Records to use:
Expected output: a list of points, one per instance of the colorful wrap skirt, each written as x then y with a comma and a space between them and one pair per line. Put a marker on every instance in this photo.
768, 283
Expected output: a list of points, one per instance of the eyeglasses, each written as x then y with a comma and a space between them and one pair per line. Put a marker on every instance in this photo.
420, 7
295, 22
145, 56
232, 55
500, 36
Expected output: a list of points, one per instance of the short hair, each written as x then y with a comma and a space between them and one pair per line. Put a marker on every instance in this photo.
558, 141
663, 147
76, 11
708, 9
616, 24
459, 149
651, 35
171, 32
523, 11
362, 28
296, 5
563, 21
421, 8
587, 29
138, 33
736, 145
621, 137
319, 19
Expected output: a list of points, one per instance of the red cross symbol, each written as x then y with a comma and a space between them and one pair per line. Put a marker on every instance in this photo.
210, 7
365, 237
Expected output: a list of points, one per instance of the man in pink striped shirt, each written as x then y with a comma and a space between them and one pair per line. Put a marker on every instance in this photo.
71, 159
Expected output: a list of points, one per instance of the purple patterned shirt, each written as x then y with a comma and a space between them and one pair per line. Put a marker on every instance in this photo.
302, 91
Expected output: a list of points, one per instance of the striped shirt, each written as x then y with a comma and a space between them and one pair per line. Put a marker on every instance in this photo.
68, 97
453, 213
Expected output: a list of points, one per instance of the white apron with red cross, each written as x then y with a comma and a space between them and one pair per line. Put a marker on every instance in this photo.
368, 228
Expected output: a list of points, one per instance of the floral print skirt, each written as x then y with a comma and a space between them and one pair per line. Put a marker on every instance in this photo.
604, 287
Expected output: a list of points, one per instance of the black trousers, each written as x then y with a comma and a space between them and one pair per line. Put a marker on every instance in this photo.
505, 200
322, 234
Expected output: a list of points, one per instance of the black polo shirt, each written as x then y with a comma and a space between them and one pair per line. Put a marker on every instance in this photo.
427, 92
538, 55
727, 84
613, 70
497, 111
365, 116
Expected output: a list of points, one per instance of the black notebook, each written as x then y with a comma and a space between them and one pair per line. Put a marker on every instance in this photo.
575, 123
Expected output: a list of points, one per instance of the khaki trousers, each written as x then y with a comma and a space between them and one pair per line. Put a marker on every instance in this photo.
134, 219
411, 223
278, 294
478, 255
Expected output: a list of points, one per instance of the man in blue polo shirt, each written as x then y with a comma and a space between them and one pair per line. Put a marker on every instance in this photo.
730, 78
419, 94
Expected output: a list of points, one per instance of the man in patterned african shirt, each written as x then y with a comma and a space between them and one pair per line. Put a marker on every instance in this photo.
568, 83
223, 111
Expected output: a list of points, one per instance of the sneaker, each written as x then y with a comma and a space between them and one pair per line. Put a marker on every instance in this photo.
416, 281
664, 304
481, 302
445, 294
==
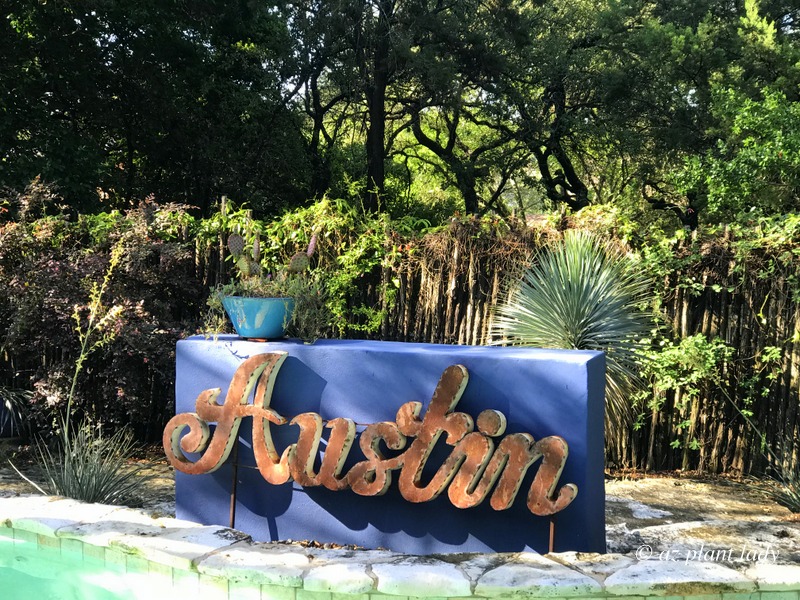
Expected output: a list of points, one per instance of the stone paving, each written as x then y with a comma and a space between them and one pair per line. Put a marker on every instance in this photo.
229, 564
---
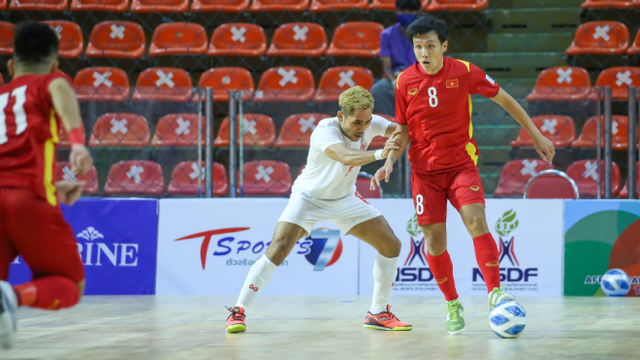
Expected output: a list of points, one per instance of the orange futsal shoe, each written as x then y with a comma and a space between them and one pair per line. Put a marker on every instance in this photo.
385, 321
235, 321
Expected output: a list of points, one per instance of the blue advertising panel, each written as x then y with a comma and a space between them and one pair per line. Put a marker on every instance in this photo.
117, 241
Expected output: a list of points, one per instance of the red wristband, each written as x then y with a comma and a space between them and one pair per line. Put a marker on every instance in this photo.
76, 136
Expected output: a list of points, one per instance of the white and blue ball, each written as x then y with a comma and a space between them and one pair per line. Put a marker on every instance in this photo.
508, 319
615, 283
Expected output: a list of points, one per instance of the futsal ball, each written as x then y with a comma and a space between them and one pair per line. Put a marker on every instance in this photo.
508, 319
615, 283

What you will do:
Count the lines of the rows above that contain the string "blue" and give only that number.

Exercise answer:
3